**EXERCISE DETAILS:**
Only the pictures stay out; every record is to be quoted exactly.

>> start PROVIDED DATA

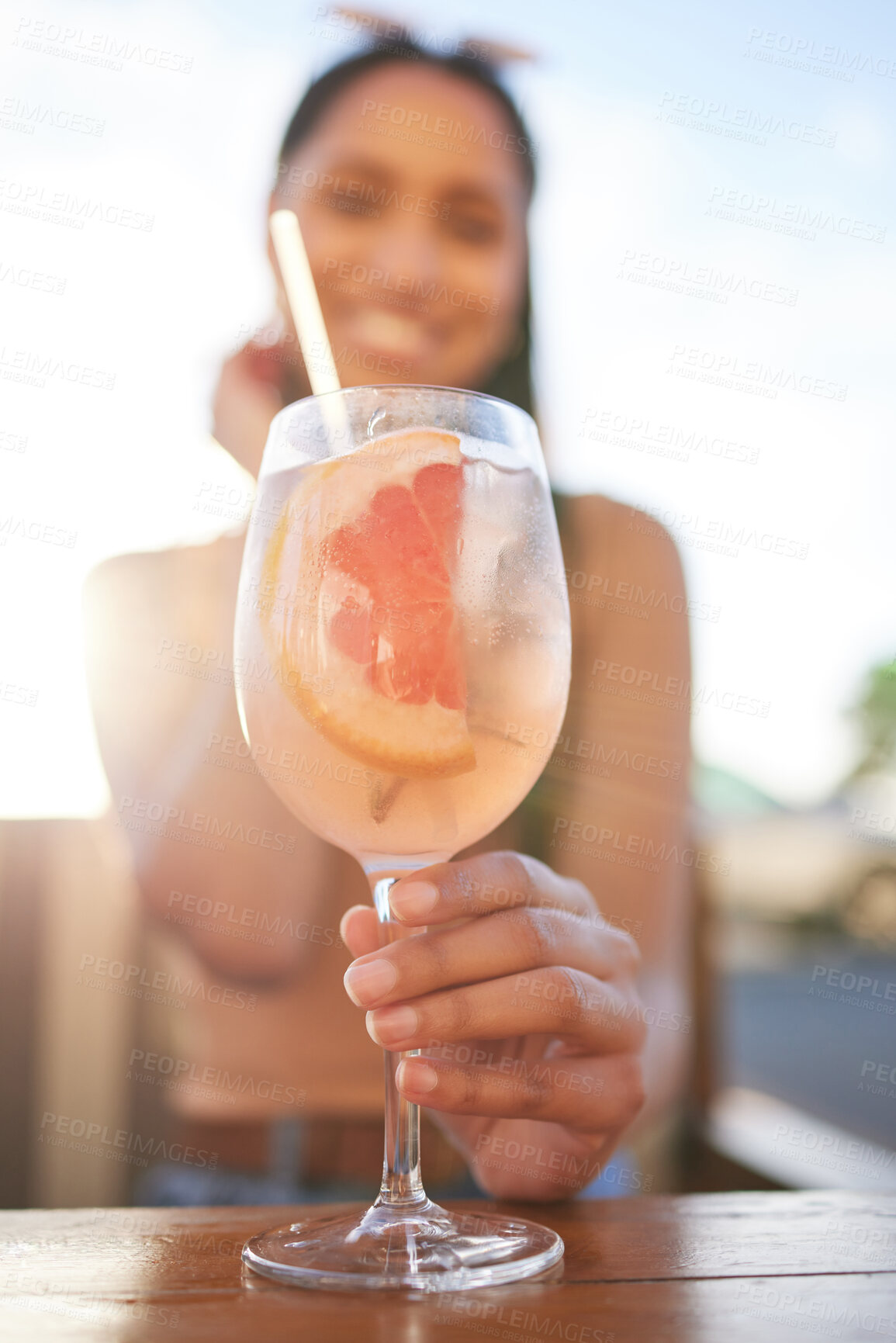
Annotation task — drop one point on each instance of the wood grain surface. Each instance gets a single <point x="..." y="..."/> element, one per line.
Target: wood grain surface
<point x="705" y="1267"/>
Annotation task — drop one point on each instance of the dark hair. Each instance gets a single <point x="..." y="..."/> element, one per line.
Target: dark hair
<point x="512" y="380"/>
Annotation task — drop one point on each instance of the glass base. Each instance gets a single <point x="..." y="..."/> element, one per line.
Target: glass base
<point x="418" y="1247"/>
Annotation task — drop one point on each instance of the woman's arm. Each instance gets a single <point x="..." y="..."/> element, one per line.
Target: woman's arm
<point x="218" y="857"/>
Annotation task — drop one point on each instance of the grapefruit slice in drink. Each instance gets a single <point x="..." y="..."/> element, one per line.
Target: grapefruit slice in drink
<point x="367" y="639"/>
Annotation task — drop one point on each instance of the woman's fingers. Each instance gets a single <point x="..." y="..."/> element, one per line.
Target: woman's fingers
<point x="483" y="885"/>
<point x="555" y="1001"/>
<point x="505" y="943"/>
<point x="585" y="1093"/>
<point x="358" y="929"/>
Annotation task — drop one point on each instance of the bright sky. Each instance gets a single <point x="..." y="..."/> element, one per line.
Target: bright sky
<point x="683" y="151"/>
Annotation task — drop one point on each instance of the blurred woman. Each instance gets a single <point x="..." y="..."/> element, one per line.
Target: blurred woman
<point x="411" y="178"/>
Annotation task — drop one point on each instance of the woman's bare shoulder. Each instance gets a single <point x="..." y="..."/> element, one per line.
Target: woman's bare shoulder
<point x="620" y="536"/>
<point x="136" y="584"/>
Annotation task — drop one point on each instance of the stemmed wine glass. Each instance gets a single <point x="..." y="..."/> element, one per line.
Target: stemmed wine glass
<point x="400" y="625"/>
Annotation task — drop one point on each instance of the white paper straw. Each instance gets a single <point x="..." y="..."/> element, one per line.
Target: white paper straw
<point x="304" y="303"/>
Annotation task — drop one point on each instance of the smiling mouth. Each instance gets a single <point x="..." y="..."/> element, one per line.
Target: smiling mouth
<point x="391" y="334"/>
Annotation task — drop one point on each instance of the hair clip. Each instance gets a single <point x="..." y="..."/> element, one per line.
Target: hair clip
<point x="378" y="27"/>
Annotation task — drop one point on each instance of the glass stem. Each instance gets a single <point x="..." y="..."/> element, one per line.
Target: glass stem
<point x="402" y="1185"/>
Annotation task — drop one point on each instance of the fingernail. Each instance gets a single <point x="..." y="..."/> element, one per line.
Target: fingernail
<point x="368" y="982"/>
<point x="415" y="1076"/>
<point x="389" y="1025"/>
<point x="414" y="900"/>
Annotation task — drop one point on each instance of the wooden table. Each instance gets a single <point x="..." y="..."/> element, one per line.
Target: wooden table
<point x="710" y="1268"/>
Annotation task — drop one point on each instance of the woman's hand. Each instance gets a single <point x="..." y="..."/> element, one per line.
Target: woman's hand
<point x="525" y="1013"/>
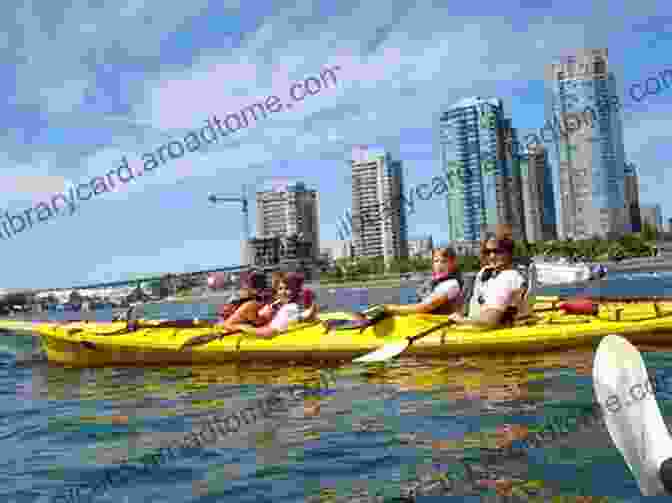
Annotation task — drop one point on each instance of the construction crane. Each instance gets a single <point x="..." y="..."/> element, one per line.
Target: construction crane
<point x="214" y="198"/>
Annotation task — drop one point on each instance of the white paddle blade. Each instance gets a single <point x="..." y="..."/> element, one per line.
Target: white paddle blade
<point x="387" y="352"/>
<point x="630" y="411"/>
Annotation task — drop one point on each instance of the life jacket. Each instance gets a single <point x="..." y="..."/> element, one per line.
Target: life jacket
<point x="429" y="286"/>
<point x="225" y="311"/>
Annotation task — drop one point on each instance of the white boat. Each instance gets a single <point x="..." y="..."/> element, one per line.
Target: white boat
<point x="562" y="272"/>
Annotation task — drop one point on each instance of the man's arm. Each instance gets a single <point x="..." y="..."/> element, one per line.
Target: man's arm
<point x="445" y="294"/>
<point x="421" y="308"/>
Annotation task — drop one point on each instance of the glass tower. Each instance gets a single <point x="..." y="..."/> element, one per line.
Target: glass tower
<point x="468" y="134"/>
<point x="590" y="179"/>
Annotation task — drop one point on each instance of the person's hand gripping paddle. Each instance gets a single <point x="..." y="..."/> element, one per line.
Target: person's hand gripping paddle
<point x="627" y="399"/>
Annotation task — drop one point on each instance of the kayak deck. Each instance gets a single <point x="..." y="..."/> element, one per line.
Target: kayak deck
<point x="85" y="344"/>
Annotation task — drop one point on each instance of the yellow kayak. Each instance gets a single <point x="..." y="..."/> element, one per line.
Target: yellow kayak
<point x="90" y="344"/>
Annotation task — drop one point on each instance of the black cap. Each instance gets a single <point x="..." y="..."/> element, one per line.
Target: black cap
<point x="253" y="279"/>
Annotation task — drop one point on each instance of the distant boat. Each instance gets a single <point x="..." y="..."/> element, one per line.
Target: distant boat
<point x="562" y="272"/>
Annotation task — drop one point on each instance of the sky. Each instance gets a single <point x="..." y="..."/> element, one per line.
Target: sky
<point x="89" y="84"/>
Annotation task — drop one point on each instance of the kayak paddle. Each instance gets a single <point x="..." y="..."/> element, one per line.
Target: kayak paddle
<point x="632" y="417"/>
<point x="389" y="351"/>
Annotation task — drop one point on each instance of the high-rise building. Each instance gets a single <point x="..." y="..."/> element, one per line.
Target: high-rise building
<point x="377" y="188"/>
<point x="537" y="190"/>
<point x="472" y="138"/>
<point x="589" y="181"/>
<point x="510" y="206"/>
<point x="420" y="247"/>
<point x="336" y="249"/>
<point x="290" y="210"/>
<point x="632" y="197"/>
<point x="652" y="215"/>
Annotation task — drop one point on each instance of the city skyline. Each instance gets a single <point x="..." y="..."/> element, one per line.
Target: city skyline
<point x="76" y="120"/>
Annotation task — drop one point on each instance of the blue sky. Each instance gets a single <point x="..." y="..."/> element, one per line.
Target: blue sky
<point x="88" y="84"/>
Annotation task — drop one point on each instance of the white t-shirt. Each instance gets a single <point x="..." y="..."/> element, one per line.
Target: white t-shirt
<point x="285" y="315"/>
<point x="499" y="290"/>
<point x="450" y="287"/>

>> end PROVIDED DATA

**WRITTEN SOLUTION:**
Annotation task — drop one point on each instance of the wood grain surface. Each instance gets a single <point x="..." y="..."/> element, one per line.
Target: wood grain surface
<point x="705" y="1267"/>
Annotation task — drop one point on each instance of the dark hair. Each instance gets a single <point x="..." y="..."/> element, one per line.
Target: dark hair
<point x="512" y="380"/>
Annotation task — drop one point on each instance of the glass base. Each instance gets a single <point x="..." y="..."/> element, one per line.
Target: glass base
<point x="418" y="1247"/>
Annotation task — drop one point on each instance of the woman's arm. Each instance gets a single <point x="..." y="..."/> element, one per line.
Target: woman's arm
<point x="218" y="857"/>
Annotation task — drop one point on each instance of the grapefruit slice in drink. Each instance gets a single <point x="..." y="..."/> element, one per line.
Target: grapefruit slice in drink
<point x="367" y="639"/>
Annotation task — drop one point on each instance of the woman's fingers. Each instance gets a single <point x="..." y="..."/> element, one per line.
Target: woman's fingers
<point x="483" y="885"/>
<point x="555" y="1001"/>
<point x="505" y="943"/>
<point x="585" y="1093"/>
<point x="358" y="929"/>
Annotation task — drop one point on each instance of the bright sky. Each instance gets a single <point x="..." y="..."/> element, one per line.
Target: bright sky
<point x="683" y="151"/>
Annotation task — drop one point on each instance of the blurred woman. Each instance gets a single <point x="..." y="..."/> element, one per line.
Target: blurred woman
<point x="411" y="178"/>
Annotation task — drop one point on each instance of the woman's bare shoulder. Each instance gets a single <point x="..." y="..."/> element, one per line.
Target: woman's bare shoulder
<point x="620" y="536"/>
<point x="136" y="584"/>
Annotation task — drop one point on each instance of the stemmed wine glass. Each instance gets a single <point x="..." y="..."/> element, one per line.
Target: stemmed wine glass
<point x="400" y="625"/>
Annotation task — drop one point on each instance of the white paper straw. Each instance gets a single <point x="..." y="..."/> element, one per line.
Target: white paper straw
<point x="304" y="303"/>
Annotation task — drop one point on each instance of the smiling mouth. Each instance gets a single <point x="..." y="..."/> element, one per line.
Target: smiling mouth
<point x="391" y="334"/>
Annotation task — drop one point on each instance of the hair clip. Each instance gets a single <point x="..." y="..."/> element, one per line.
Target: hair clip
<point x="378" y="27"/>
Annotation task — drop one point on each instance of the glass stem. Each instance gets a single <point x="..." y="..."/> element, one per line.
Target: glass stem
<point x="402" y="1185"/>
Annotation task — drop one point on each instance of the fingernail. Each instance gets a single <point x="..." y="..."/> element, one per line.
Target: fingernail
<point x="368" y="982"/>
<point x="415" y="1076"/>
<point x="389" y="1025"/>
<point x="414" y="900"/>
Annotation task — drop one point on each instance of the wooden table. Each instance gets a single <point x="..." y="..."/> element, one per line.
Target: wooden table
<point x="710" y="1268"/>
Annotation task — drop one point on each instance of the woman's hand. Each instance gets a single <point x="..." y="..."/> element, one per line.
Target: woman's hand
<point x="525" y="1013"/>
Annotation task — drop one point on each instance of the construction crane. Each instance gets a single <point x="..." y="..."/> element, one per line.
Target: construction crane
<point x="214" y="198"/>
Annotation task — drop one point on each instance of the white paddle blade. Each instance gets a single <point x="..." y="..."/> element, one per line.
Target: white paddle blade
<point x="387" y="352"/>
<point x="630" y="411"/>
Annotation task — drop one point on each instance of the life jacket. Each instance gets a single <point x="..." y="..."/> element, one per line.
Target: life jacket
<point x="429" y="286"/>
<point x="225" y="311"/>
Annotation task — drop one point on each instance of the white boat. Each instance gets a single <point x="..." y="..."/> element, one per line.
Target: white boat
<point x="562" y="272"/>
Annotation task — drop one point on each instance of the man's arm. Each instance gets a single <point x="..." y="..."/> element, one per line.
Target: man's arm
<point x="445" y="294"/>
<point x="421" y="308"/>
Annotation task — drop one point on each instance of the glass tower. Each instance gets a single <point x="..." y="..."/> element, one per line.
Target: glass tower
<point x="468" y="134"/>
<point x="590" y="179"/>
Annotation task — drop one point on each instance of the person's hand gripping paddle. Each instance gets a single <point x="..." y="..."/> element, one per line.
Target: person's hand gripping paddle
<point x="627" y="399"/>
Annotation task — drop one point on each instance of the kayak deck. Each instance gets a single <point x="..." y="..."/> element, one per line.
Target: kayak deck
<point x="85" y="344"/>
Annotation task — drop one point on each instance of the yellow kayak. Each instance gets a single <point x="..." y="..."/> element, one per line.
Target: yellow kayak
<point x="90" y="344"/>
Annotation task — drop one point on each instance of the black cap. Each instance gets a single <point x="..." y="..."/> element, one per line.
Target: black cap
<point x="253" y="279"/>
Annotation task — drop one point on each instance of the distant boat. Each instance gets a single <point x="..." y="..."/> element, one per line.
Target: distant boat
<point x="562" y="272"/>
Annotation task — drop one point on each instance of the sky. Each instance gets a single <point x="..." y="..."/> element, one per line.
Target: sky
<point x="89" y="84"/>
Annotation task — drop one point on each instance of the kayak paddle. Each instance gets a single <point x="..." y="..."/> element, one per line.
Target: kayak paddle
<point x="632" y="417"/>
<point x="389" y="351"/>
Annotation task — drop one point on each instance of the high-rise building. Each instance gets a single <point x="..." y="..."/> element, one per line.
Target: high-rise building
<point x="377" y="188"/>
<point x="537" y="190"/>
<point x="472" y="138"/>
<point x="589" y="181"/>
<point x="510" y="206"/>
<point x="420" y="247"/>
<point x="336" y="249"/>
<point x="290" y="210"/>
<point x="632" y="197"/>
<point x="652" y="215"/>
Annotation task — drop one point on each instance of the city skyline. Each instance gets a single <point x="..." y="..."/> element, one per line.
Target: city skyline
<point x="76" y="120"/>
Annotation task — drop one point on each instance of the blue sky. Each instance gets a single <point x="..." y="..."/> element, one per line.
Target: blue sky
<point x="88" y="84"/>
Annotation task — drop one point on each instance of the white t-shirt. Each instance gets a single <point x="..." y="..."/> element, one per line.
Target: white t-shirt
<point x="285" y="315"/>
<point x="499" y="290"/>
<point x="450" y="287"/>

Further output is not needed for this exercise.